» Short task
In the forum thread on 32-bit versus 64-bit and video cards:
1. What per-app memory cap does the thread give for a 32 bit OS?
2. How much video RAM results from Crossfiring a 1GB 4870 with a 512MB 4870?
3. What does the thread compare the duplication of card 1's RAM into the second card to?

» Selected passage

▬▬▬

• Welcome to TechPowerUp Forums, Guest! Please check out our forum guidelines for info related to our community.

32 bit vs 64 bit: How it relates to video cards

Status
Not open for further replies.
wow i should have read this much sooner thanks for the info! so which is my real bottleneck then, 32bit XP with my newer games (apps fighting for my 2gb ram), or my Pent. D? there's an "unofficial" bios for my motherboard that lets it use 4gb instead of only 2... thinking about doing that and installing win7 64bit. of course i'd really like a core2duo/quad
 
you'd be capped to 2GB per app on a 32 bit OS, as for 64 bit (with 32 bit games) you're raised to a 4GB cap - including only 1GB of the video ram (second cards ram isnt used in crossfire, therefore no address space used)
Sounds to me both ATI and Nvidia need to address this issue as soon as possible so they can make sure 2nd cards ram is well in use. Sounds like the 2nd cards ram is a waist which means the dual gpu is the better way forward if you plan on crossfire or sli.
 
Sounds to me both ATI and Nvidia need to address this issue as soon as possible so they can make sure 2nd cards ram is well in use. Sounds like the 2nd cards ram is a waist which means the dual gpu is the better way forward if you plan on crossfire or sli.

if it was easy to do, it would have been done long ago.
 
second cards ram isnt used in crossfire, therefore no address space used)

So by this rationale, a 1GB 4870 + a 512MB 4870 Crossfired would give you 1GB of vRAM, just as 2x 1GB 4870's?
 
So by this rationale, a 1GB 4870 + a 512MB 4870 Crossfired would give you 1GB of vRAM, just as 2x 1GB 4870's?

no. they have to match - you end up with 512MB of ram.


card 1's ram is duplicated into the second card, to make sure their images match. think RAID 1
 
So DirectX copies VRAM to normal RAM? Maybe that's why I naturally hate it so much..... OpenGL forever, baby.
 
So DirectX copies VRAM to normal RAM? Maybe that's why I naturally hate it so much..... OpenGL forever, baby.

openGL likely does it too, since it uses the same hardware instructions. If the video cards could be accessed directly in ram, DirectX would have done it... and since they didnt, its logical to assume openGL cant either
 
cadaveca - All you're doing is taking my thread off topic.

This will result in mass deletion if it continues.


edit: well, it was even taken to PM's telling me how wrong i am about this topic, so its cleanup time.
 
Last edited:
openGL likely does it too, since it uses the same hardware instructions. If the video cards could be accessed directly in ram, DirectX would have done it... and since they didnt, its logical to assume openGL cant either

OpenGL doesn't care what's in VRAM (or RAM), it merrily goes along completely oblivious to it, and I'm fine with that because that means there's more RAM for me.

▬▬▬

» Collected data
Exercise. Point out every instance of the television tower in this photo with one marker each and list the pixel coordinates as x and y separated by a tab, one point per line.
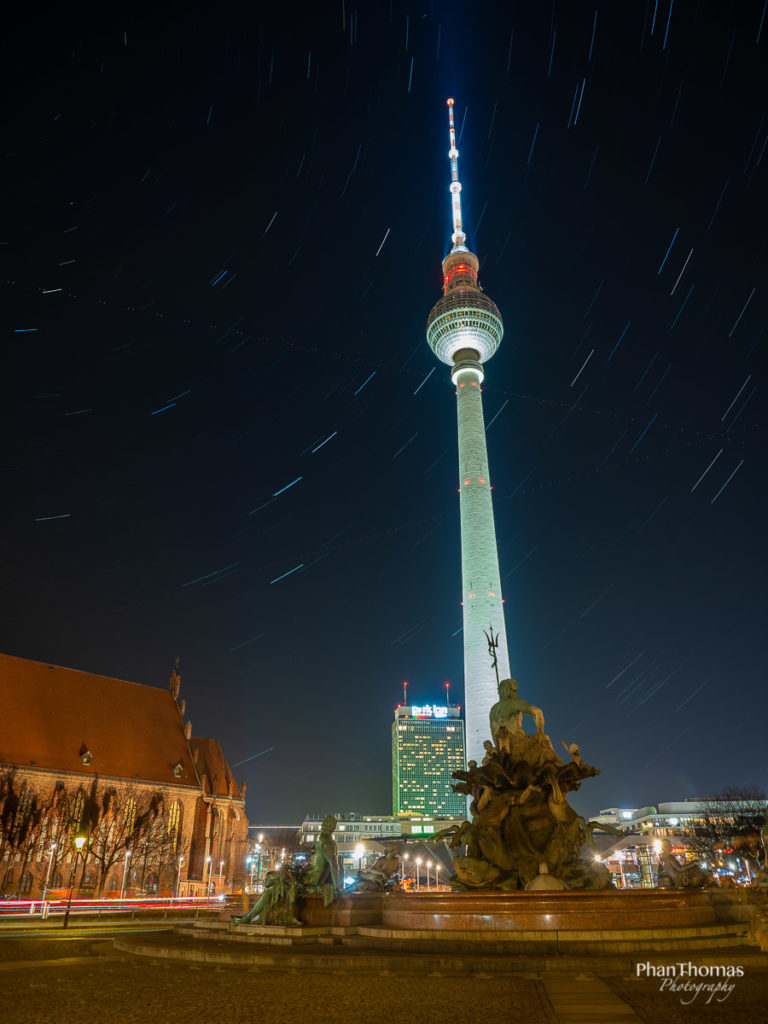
464	330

▬▬▬

» Output below
1. 2GB per app.
2. 512MB.
3. RAID 1.